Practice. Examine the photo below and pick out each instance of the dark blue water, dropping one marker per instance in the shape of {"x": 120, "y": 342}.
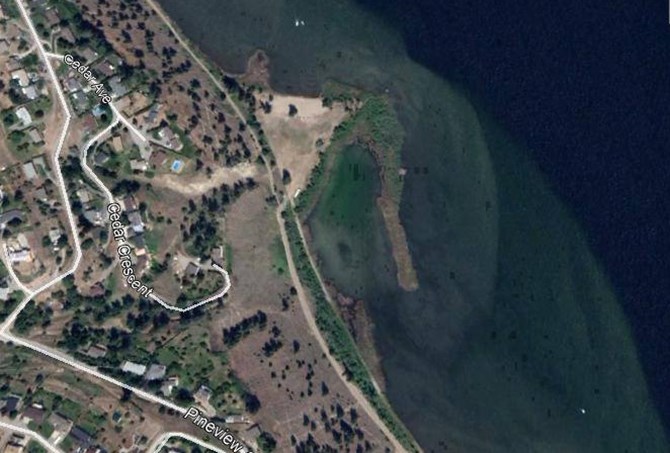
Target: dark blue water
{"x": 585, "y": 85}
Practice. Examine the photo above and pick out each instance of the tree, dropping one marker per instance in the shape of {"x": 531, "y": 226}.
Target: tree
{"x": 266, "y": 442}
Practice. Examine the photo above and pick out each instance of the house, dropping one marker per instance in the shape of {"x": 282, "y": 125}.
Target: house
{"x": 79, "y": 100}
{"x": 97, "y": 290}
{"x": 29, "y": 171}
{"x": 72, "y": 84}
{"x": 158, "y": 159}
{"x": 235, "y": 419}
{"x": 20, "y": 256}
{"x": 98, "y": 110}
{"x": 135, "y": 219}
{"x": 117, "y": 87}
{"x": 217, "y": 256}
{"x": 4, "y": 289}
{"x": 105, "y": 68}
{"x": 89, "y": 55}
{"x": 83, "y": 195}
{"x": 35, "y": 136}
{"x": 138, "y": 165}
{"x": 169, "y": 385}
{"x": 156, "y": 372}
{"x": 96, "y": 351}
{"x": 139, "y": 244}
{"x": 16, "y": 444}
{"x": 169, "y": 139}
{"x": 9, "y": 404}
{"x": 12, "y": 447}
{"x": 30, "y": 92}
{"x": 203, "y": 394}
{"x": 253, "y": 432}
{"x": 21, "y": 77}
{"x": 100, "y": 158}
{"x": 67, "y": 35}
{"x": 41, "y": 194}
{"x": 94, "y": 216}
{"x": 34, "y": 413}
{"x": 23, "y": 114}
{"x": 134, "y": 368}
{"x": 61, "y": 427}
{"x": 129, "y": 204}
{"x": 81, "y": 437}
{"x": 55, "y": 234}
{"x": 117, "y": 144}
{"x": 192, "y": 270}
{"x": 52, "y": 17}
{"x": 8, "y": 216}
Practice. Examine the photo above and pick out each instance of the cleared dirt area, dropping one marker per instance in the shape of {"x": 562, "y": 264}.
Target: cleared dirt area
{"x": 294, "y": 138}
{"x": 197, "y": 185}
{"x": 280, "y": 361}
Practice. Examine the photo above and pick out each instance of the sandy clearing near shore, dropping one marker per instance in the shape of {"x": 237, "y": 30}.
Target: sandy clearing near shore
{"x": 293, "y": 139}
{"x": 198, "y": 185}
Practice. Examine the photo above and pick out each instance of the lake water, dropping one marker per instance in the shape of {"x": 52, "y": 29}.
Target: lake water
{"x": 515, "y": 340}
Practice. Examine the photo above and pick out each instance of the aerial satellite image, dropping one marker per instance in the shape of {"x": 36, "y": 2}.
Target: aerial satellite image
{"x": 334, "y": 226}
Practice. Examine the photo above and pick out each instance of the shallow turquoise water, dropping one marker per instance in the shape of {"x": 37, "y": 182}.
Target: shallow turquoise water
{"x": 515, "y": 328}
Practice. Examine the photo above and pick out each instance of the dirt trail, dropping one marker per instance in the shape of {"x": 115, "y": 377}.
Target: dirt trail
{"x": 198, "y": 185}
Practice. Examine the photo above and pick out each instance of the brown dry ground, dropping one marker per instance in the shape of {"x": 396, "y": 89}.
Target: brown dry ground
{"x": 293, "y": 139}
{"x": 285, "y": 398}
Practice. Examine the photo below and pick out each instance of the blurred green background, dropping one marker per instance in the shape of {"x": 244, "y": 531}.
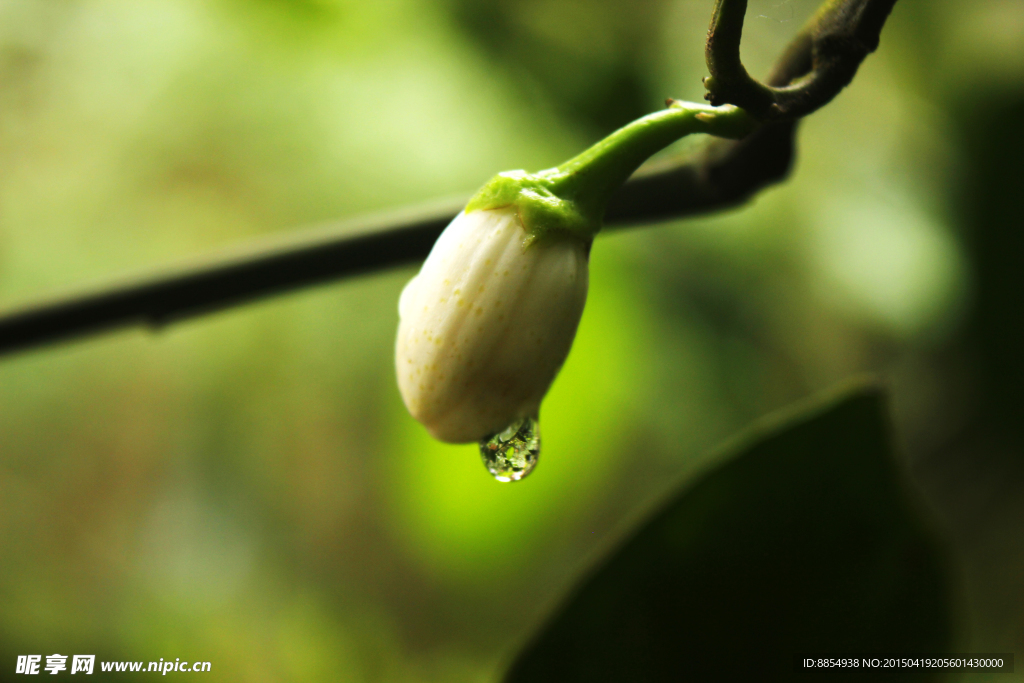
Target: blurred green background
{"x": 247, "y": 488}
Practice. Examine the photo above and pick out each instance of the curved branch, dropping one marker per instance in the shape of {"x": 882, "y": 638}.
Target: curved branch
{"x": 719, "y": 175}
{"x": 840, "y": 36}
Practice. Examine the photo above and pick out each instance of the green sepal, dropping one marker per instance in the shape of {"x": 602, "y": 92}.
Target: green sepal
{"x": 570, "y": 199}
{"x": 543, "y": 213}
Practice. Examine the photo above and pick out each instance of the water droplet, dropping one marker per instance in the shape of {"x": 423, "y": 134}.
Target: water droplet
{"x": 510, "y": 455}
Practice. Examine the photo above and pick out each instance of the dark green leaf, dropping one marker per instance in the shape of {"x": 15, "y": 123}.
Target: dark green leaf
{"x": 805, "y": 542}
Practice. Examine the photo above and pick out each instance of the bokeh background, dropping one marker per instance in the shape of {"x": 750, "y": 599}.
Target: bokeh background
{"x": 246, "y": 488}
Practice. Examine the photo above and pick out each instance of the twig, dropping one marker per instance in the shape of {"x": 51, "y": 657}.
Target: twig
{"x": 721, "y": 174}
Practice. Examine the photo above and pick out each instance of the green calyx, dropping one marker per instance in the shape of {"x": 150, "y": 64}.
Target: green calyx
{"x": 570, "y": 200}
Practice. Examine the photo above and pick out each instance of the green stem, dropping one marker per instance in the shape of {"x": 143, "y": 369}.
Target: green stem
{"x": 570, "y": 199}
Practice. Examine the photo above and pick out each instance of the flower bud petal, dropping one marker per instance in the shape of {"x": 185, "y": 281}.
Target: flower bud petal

==========

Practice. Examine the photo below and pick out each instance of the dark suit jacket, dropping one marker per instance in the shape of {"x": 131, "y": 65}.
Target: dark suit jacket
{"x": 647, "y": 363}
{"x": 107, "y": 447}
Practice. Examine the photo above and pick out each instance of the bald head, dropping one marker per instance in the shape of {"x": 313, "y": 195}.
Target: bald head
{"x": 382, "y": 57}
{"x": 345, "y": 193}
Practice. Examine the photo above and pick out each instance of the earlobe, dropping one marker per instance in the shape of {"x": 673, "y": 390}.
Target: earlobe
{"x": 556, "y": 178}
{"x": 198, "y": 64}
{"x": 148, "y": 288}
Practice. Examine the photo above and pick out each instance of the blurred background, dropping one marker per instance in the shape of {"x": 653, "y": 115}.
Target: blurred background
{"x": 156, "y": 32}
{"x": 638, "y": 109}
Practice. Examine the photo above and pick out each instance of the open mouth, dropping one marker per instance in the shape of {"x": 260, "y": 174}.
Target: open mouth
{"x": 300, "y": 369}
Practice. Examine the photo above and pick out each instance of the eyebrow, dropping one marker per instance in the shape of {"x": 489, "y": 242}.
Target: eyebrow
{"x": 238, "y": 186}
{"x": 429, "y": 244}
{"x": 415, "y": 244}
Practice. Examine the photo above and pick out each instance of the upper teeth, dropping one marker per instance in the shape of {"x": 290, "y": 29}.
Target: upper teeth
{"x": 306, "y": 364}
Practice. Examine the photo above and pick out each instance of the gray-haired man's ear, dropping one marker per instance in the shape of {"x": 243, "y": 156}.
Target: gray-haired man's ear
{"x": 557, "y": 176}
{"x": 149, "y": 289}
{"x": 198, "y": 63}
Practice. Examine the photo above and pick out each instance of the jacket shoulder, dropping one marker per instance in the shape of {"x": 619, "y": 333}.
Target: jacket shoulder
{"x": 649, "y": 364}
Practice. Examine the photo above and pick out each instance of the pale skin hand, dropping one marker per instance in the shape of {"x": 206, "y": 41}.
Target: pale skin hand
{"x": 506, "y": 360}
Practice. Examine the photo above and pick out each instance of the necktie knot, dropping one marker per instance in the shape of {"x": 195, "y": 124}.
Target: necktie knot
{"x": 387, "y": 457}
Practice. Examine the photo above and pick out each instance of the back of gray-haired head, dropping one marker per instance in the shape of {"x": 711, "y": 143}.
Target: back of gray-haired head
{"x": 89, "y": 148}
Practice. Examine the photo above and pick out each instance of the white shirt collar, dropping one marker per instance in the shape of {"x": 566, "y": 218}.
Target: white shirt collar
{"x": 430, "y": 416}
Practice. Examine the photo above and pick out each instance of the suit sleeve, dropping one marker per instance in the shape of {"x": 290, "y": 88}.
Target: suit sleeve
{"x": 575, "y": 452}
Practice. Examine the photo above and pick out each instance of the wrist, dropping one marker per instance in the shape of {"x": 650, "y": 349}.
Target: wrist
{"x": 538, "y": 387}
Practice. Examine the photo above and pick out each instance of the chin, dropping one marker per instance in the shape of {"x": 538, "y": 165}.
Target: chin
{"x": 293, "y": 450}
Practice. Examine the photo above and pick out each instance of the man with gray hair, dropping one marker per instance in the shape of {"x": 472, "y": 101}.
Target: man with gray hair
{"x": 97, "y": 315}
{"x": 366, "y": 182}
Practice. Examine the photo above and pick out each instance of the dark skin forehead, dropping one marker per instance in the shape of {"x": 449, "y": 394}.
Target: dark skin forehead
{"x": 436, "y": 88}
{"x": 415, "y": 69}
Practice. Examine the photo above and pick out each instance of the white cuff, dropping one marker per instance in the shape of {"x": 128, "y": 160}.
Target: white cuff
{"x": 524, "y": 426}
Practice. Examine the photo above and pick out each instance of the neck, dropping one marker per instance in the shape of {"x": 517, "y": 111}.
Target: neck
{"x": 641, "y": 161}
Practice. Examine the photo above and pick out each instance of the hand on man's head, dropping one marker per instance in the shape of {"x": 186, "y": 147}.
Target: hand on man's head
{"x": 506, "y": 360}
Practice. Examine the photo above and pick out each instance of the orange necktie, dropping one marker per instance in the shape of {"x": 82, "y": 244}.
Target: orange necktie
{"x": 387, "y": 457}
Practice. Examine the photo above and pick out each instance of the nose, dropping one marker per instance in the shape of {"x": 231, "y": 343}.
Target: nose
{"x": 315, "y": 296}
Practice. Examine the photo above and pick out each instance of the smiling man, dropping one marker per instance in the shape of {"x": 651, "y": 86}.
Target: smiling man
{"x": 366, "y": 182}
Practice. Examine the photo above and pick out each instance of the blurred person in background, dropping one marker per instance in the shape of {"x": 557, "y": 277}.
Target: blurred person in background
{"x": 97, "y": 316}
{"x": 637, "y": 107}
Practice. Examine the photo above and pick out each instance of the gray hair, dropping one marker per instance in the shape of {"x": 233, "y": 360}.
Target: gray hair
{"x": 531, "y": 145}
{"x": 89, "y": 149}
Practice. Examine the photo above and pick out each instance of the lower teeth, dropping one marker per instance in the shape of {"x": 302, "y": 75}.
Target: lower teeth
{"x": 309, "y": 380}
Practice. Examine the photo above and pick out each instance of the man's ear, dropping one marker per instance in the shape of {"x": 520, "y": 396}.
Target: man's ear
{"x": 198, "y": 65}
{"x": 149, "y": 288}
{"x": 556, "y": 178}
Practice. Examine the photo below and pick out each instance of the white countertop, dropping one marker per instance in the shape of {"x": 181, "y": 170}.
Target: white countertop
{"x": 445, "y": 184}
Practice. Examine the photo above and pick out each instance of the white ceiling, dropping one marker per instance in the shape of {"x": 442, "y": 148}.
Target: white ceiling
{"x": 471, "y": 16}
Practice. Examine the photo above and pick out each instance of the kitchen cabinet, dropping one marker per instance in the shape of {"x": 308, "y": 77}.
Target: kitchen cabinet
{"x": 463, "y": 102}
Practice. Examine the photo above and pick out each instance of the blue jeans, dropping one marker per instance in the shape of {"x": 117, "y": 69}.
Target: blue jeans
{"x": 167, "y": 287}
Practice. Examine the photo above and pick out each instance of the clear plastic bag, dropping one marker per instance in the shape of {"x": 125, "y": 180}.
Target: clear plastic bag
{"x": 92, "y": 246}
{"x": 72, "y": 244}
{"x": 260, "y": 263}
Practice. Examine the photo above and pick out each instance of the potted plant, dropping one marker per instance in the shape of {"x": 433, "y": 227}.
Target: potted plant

==========

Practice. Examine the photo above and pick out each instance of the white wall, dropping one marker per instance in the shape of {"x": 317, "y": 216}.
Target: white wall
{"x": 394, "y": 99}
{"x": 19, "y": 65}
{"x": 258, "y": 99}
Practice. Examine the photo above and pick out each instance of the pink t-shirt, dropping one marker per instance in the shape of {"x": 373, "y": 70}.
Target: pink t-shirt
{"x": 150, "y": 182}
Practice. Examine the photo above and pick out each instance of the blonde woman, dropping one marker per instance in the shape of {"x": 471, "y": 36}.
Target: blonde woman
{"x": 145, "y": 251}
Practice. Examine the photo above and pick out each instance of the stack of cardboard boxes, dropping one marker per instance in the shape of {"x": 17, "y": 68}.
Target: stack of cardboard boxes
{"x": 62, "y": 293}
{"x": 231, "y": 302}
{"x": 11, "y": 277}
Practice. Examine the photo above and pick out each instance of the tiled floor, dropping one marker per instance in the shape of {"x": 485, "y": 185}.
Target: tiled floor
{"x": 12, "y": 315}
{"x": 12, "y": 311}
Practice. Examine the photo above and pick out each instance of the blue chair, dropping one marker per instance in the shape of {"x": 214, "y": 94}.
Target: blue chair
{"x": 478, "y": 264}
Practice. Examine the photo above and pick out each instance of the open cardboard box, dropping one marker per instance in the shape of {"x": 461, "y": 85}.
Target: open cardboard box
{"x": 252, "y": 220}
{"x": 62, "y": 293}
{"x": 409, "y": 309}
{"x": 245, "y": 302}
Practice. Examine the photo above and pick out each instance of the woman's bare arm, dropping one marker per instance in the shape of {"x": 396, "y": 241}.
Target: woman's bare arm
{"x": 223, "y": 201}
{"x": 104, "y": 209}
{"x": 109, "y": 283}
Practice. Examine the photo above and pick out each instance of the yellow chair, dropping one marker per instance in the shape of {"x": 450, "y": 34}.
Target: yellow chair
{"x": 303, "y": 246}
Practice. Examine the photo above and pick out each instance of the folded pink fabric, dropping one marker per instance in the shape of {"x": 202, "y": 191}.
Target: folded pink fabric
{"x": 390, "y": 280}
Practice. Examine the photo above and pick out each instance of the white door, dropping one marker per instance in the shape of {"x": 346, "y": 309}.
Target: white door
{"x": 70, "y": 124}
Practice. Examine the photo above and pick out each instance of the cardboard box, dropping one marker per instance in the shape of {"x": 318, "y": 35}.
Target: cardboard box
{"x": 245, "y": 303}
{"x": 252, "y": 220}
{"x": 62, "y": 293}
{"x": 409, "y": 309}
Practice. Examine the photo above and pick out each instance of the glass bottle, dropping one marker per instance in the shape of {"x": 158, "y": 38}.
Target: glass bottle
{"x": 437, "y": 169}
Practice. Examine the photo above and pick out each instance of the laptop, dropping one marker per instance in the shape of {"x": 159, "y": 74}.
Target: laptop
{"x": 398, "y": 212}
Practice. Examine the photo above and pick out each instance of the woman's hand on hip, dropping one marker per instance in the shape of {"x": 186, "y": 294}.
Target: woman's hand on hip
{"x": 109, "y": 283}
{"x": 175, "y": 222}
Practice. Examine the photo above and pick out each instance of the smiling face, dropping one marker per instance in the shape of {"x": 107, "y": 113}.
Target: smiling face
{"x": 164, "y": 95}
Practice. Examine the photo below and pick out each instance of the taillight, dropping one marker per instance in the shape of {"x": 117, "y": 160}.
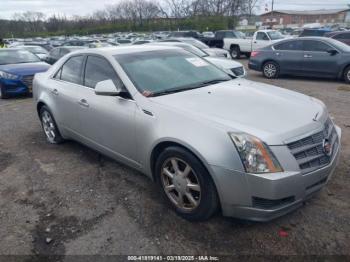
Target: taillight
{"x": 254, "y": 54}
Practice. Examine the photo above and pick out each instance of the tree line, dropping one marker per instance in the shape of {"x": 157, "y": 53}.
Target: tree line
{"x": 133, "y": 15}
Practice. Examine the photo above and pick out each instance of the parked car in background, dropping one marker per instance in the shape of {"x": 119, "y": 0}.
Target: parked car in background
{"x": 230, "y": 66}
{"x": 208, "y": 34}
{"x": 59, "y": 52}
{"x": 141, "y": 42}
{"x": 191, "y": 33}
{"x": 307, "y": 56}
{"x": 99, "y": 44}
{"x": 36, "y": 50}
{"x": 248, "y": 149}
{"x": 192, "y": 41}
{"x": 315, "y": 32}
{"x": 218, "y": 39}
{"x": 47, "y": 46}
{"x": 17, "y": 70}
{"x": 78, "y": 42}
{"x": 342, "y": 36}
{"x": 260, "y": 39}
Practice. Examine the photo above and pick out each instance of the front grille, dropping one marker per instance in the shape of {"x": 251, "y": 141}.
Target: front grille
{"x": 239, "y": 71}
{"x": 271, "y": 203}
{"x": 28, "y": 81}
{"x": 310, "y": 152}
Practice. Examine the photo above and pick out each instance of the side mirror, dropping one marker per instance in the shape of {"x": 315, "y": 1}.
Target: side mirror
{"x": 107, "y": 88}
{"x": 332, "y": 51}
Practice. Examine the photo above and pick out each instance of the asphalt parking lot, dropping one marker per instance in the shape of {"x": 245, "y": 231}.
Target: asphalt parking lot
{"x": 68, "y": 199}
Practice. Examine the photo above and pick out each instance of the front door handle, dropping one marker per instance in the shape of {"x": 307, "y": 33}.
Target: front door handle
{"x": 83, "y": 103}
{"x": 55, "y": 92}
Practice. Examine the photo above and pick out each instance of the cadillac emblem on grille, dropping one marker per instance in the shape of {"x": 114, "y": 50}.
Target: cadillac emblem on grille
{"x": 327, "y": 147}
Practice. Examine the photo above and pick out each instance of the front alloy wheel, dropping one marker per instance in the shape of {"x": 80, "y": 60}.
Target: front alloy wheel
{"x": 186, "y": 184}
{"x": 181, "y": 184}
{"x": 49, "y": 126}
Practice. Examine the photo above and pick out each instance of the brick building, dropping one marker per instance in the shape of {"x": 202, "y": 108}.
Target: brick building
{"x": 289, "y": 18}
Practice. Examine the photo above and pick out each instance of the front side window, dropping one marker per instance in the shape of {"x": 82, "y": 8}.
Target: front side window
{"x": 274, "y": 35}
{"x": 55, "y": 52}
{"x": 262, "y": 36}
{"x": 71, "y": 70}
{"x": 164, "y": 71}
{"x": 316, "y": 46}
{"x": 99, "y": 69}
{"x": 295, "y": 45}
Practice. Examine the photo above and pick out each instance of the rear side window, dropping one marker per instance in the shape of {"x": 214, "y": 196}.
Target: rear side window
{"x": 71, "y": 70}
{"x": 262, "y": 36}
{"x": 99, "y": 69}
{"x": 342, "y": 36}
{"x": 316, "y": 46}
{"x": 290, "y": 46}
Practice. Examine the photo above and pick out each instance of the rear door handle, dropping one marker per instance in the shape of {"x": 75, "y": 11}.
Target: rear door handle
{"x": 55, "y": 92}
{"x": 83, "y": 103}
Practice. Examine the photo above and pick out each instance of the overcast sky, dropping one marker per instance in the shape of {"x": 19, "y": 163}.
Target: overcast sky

==========

- _Exercise objective_: Your answer must be the lines above from the one containing "the dark suit" to the one containing "blurred background, dropping", both included, restated word for word.

- _Written response_:
Practice. Examine the photo below and pick out each instance of the dark suit jacket, dropping one marker per instance in the shape of {"x": 131, "y": 65}.
Target: dark suit jacket
{"x": 647, "y": 363}
{"x": 107, "y": 447}
Practice. Examine the photo above and pick out each instance of the bald head, dropping one marker per instance in the shape of {"x": 313, "y": 195}.
Target: bald head
{"x": 382, "y": 57}
{"x": 345, "y": 193}
Practice. Examine the photo above and pick out each instance of the earlobe, dropping one marker per instance in the shape of {"x": 673, "y": 390}.
Target: earlobe
{"x": 556, "y": 178}
{"x": 198, "y": 64}
{"x": 148, "y": 288}
Practice. Examine the photo above and pick out each instance of the blurred background, dropping one marker per instance in the shape of {"x": 653, "y": 115}.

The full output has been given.